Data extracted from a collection

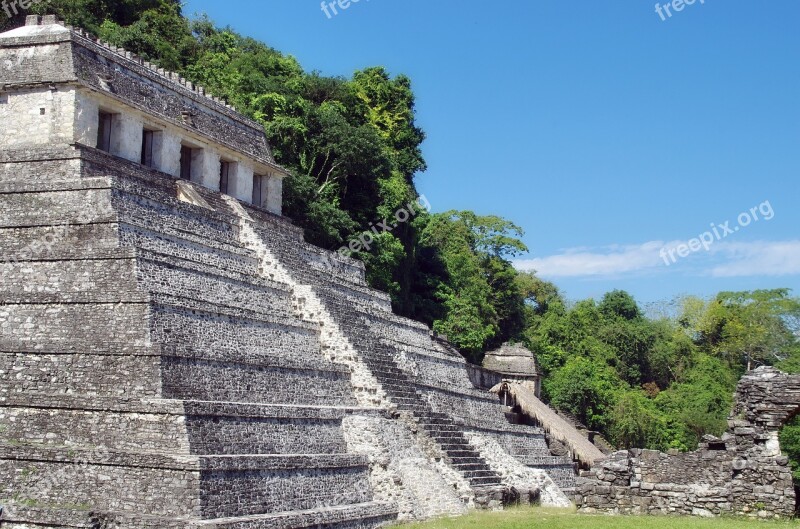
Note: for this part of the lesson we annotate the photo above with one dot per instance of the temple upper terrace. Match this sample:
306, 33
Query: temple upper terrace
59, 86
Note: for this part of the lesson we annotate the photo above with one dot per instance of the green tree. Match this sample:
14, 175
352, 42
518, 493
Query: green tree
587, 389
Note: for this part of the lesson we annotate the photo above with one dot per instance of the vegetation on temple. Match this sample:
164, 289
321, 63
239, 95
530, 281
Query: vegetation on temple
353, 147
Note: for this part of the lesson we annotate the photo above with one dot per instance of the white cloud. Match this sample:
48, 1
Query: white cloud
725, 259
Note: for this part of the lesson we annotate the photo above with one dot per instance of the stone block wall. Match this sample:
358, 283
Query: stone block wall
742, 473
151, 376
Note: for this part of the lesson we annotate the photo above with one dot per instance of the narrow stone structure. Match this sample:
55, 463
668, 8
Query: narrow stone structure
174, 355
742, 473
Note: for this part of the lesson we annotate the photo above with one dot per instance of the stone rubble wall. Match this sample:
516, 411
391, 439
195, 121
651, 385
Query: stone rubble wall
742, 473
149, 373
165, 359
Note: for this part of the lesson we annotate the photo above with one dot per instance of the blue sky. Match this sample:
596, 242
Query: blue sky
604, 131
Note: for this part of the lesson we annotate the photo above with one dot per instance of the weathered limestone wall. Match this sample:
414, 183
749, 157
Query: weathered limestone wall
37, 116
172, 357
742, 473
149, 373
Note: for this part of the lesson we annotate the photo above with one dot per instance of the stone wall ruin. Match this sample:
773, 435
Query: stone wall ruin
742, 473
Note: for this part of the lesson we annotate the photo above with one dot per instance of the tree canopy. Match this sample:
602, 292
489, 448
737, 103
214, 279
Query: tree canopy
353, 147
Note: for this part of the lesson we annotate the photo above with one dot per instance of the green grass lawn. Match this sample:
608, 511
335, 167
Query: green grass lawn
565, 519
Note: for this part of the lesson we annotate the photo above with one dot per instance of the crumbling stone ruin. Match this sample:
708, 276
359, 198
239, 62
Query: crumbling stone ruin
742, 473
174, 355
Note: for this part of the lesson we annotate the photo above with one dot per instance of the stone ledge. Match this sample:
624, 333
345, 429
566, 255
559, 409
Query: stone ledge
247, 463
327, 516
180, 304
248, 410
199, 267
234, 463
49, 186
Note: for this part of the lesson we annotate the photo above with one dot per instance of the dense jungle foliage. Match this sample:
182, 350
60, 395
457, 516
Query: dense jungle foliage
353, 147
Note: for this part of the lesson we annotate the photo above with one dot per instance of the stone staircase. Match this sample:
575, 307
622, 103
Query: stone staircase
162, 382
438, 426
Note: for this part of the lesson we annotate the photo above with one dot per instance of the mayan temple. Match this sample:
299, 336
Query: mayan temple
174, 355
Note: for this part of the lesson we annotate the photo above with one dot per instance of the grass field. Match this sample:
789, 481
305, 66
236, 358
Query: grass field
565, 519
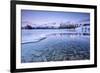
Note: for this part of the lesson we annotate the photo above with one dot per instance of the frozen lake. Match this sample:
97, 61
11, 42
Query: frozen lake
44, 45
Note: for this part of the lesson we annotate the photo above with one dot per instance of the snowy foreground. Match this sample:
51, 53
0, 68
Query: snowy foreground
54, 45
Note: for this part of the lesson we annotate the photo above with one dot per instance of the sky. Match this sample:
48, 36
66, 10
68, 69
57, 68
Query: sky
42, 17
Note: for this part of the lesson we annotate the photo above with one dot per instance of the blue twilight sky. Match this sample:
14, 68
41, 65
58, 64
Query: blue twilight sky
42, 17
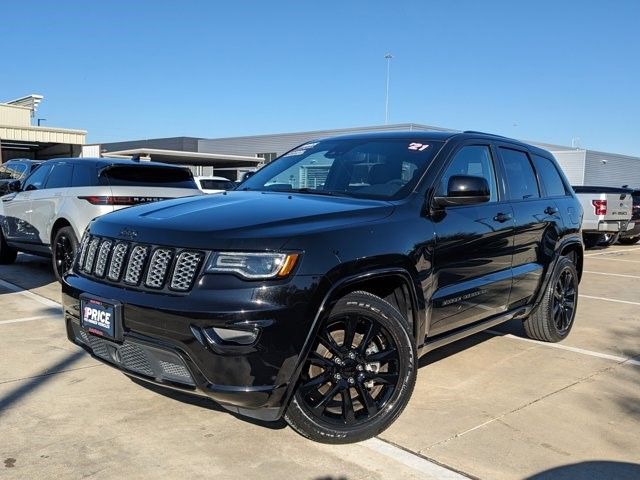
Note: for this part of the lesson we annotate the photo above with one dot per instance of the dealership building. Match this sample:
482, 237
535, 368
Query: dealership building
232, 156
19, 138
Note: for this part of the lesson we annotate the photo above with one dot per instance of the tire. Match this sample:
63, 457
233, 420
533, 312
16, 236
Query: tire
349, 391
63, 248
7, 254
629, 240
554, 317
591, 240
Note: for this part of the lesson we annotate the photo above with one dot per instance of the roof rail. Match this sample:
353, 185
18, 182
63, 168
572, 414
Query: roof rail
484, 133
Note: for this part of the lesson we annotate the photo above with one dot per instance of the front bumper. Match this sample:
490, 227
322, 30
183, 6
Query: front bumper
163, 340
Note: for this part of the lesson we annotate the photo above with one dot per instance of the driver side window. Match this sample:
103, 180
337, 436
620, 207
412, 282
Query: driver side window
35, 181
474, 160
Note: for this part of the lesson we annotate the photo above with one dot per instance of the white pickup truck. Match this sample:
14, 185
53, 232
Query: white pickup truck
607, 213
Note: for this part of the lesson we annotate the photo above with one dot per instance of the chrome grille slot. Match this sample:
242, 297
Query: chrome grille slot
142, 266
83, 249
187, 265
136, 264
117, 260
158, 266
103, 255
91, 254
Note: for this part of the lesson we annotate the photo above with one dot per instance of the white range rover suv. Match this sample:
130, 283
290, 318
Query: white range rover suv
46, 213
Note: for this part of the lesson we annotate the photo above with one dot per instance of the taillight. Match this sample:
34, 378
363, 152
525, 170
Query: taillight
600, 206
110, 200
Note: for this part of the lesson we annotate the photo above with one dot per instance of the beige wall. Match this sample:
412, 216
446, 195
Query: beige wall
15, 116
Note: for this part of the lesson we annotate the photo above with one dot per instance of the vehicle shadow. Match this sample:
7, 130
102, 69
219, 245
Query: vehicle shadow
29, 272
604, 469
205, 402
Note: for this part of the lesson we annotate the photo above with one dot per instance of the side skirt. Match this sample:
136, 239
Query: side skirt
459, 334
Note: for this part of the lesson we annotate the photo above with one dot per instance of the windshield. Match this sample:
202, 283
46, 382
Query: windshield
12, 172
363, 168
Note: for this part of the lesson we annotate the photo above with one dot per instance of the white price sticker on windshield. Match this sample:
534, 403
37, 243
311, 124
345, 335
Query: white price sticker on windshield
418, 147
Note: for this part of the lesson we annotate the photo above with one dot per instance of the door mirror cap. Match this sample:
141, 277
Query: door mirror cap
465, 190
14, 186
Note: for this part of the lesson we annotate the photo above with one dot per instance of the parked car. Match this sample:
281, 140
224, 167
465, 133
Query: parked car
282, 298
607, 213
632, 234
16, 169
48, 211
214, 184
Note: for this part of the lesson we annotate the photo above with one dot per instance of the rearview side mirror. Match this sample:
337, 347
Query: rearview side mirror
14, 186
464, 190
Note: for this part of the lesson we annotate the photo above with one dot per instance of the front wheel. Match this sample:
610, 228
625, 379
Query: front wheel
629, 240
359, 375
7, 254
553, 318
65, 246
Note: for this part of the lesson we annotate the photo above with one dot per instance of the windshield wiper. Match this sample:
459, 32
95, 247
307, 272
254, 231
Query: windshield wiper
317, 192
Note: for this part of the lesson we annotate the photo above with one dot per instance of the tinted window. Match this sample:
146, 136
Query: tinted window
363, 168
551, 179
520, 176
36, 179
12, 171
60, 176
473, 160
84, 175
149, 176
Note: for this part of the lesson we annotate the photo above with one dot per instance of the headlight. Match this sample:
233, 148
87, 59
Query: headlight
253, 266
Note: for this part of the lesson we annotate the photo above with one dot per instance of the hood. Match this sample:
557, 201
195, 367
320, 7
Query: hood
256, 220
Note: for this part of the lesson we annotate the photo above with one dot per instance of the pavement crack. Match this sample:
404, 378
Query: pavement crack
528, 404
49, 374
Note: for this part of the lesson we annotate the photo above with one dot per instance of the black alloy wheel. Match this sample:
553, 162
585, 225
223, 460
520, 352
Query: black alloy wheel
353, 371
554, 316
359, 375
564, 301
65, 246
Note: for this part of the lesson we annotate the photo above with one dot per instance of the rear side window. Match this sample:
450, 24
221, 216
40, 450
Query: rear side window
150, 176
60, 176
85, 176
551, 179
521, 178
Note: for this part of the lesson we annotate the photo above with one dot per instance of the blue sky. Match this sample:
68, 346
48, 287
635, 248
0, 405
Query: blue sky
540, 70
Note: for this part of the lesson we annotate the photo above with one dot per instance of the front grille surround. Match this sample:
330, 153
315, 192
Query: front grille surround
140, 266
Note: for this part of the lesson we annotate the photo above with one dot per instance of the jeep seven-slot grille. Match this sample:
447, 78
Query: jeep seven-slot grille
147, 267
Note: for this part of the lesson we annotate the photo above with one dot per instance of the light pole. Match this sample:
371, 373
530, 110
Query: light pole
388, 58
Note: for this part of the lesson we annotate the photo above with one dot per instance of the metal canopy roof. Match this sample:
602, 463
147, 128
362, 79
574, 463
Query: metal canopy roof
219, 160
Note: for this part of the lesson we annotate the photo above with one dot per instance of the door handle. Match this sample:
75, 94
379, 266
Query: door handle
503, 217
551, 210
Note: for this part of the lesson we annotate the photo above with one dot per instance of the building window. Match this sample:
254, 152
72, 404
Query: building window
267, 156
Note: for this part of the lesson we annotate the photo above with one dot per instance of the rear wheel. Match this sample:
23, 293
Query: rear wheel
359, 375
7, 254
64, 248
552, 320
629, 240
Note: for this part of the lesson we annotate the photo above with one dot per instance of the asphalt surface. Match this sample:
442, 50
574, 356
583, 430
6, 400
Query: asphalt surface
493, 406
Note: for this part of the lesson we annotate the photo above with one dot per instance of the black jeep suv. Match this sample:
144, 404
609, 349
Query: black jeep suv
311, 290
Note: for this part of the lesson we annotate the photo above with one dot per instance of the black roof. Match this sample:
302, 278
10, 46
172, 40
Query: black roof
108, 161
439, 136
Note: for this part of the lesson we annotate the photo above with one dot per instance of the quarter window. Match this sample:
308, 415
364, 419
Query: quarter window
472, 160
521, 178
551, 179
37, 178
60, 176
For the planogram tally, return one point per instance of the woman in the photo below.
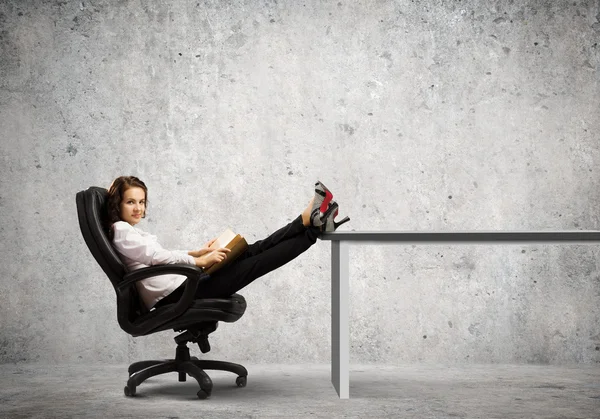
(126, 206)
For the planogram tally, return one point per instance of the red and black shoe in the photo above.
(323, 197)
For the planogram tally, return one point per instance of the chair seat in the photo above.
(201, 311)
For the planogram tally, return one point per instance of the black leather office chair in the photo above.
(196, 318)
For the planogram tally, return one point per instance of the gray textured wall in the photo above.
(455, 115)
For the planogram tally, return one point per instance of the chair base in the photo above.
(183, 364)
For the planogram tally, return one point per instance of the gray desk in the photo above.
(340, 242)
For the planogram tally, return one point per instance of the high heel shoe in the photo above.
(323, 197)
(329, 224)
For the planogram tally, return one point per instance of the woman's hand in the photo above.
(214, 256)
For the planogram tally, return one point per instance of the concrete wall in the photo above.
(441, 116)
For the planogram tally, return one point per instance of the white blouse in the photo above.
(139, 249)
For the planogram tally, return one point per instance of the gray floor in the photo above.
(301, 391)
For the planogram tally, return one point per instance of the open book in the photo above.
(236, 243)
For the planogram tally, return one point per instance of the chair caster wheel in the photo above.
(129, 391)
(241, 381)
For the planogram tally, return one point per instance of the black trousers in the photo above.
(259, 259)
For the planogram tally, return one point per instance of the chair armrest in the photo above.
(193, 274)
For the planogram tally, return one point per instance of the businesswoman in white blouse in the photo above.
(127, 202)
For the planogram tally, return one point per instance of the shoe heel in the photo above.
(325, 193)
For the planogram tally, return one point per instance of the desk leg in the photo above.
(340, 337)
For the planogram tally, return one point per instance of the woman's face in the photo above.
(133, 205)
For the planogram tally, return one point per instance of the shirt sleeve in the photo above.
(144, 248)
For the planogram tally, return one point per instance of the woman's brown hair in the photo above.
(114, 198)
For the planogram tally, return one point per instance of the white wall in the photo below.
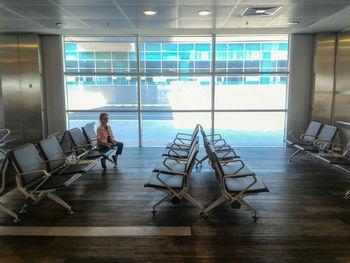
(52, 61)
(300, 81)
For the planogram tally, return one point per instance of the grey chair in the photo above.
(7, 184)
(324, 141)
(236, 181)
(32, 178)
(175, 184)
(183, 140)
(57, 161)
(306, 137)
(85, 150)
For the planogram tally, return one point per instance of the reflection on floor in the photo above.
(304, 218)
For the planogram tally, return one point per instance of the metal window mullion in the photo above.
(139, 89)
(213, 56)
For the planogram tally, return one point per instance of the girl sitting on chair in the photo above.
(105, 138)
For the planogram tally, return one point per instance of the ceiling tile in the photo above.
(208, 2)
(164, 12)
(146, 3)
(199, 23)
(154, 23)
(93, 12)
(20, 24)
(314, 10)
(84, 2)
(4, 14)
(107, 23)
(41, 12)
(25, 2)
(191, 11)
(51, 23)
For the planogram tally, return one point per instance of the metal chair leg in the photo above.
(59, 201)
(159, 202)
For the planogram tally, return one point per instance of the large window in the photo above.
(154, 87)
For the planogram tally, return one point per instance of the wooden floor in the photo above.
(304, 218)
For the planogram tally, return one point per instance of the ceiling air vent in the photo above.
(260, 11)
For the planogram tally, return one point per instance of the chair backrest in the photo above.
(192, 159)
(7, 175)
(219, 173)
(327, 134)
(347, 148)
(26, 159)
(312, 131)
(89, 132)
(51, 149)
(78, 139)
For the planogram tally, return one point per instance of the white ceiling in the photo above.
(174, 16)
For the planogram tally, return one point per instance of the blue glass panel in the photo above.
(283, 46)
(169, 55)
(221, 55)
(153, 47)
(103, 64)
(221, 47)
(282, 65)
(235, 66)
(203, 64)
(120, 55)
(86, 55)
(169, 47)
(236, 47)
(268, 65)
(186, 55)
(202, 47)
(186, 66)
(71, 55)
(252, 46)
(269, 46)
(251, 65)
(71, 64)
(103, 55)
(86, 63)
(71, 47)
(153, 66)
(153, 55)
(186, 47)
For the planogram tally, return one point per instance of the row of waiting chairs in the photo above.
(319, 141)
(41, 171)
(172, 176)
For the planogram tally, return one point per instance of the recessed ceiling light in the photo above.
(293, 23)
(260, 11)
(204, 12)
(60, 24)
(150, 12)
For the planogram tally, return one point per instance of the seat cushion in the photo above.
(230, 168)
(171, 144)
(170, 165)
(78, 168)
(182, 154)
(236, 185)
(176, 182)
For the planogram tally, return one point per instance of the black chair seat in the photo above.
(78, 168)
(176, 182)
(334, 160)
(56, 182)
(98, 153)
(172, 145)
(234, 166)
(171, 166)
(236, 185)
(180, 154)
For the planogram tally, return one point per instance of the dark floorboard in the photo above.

- _What is being asked_
Go to the line with "Query: headlight" in the entries above and repeat every line from there through the line with "of the pavement", exactly and with no other text.

- _Written solution_
Query: headlight
253, 266
Note: for this part of the lesson we annotate the photo above with one dot per instance of the hood. Match this sample:
557, 201
195, 367
320, 7
Query: hood
256, 220
Note: for this part of the lesson we annotate the photo above with one dot per instance of the pavement crack. Match this sample:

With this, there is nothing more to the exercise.